→ **AIM**: Rescale the records below: write out every line again, requests included, and multiply each polygon coordinate in the answers by 2.6, rounding to whole numbers with halves rounded up. Do this for all the records.

→ **TASK MATERIAL**:
◆ ◆ ◆

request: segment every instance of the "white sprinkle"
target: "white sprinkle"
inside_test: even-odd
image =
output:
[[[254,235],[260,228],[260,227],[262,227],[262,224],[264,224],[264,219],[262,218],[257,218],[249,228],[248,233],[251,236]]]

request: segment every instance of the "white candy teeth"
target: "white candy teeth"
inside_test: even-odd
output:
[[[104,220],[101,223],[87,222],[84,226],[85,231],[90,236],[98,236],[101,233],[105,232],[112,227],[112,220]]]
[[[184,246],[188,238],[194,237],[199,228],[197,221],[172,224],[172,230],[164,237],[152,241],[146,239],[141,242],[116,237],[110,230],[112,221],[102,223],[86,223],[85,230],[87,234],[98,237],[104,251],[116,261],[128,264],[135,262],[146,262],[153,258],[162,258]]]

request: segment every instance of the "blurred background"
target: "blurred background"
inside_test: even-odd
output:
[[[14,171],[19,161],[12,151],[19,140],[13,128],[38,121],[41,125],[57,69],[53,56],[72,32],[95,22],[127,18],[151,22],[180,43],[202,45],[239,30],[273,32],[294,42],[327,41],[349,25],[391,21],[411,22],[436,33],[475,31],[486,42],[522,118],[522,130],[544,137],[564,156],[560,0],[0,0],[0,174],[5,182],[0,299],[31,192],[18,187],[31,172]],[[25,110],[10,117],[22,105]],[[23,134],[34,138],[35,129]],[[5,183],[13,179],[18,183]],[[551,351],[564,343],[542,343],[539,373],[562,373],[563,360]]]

◆ ◆ ◆

→ **RESPONSE**:
request: segment every instance of the "white sprinkle"
target: "white sprinkle"
inside_test: even-odd
image =
output:
[[[660,611],[676,593],[676,590],[681,590],[681,582],[686,582],[686,569],[681,567],[668,567],[647,593],[645,606],[653,614]]]

request: segment every instance of the "white candy teeth"
target: "white candy teeth"
inside_test: even-odd
output:
[[[270,572],[263,580],[226,577],[218,588],[221,601],[234,614],[255,614],[263,606],[273,603],[291,590],[291,572]]]
[[[478,640],[489,619],[504,616],[517,593],[512,575],[447,582],[447,598],[426,616],[395,627],[380,621],[367,629],[302,616],[286,598],[291,575],[265,580],[224,580],[221,598],[226,608],[255,616],[270,653],[302,679],[333,686],[351,681],[380,681],[398,671],[421,671]]]

request: segment every instance of the "blurred background"
target: "blurred background"
inside_test: even-odd
output:
[[[36,445],[49,419],[31,393],[49,364],[34,333],[99,315],[107,325],[148,179],[138,146],[187,83],[247,57],[330,47],[393,57],[468,112],[525,117],[621,78],[710,83],[764,109],[850,107],[907,65],[1017,55],[1069,57],[1134,86],[1235,81],[1264,109],[1357,307],[1357,338],[1414,356],[1466,406],[1456,0],[0,0],[0,452],[13,473],[0,777],[81,499],[47,486],[81,447]],[[65,286],[26,304],[57,273]],[[60,348],[88,359],[91,335]],[[13,476],[34,465],[47,476]],[[1433,913],[1466,892],[1409,892],[1401,970],[1461,970],[1464,936]]]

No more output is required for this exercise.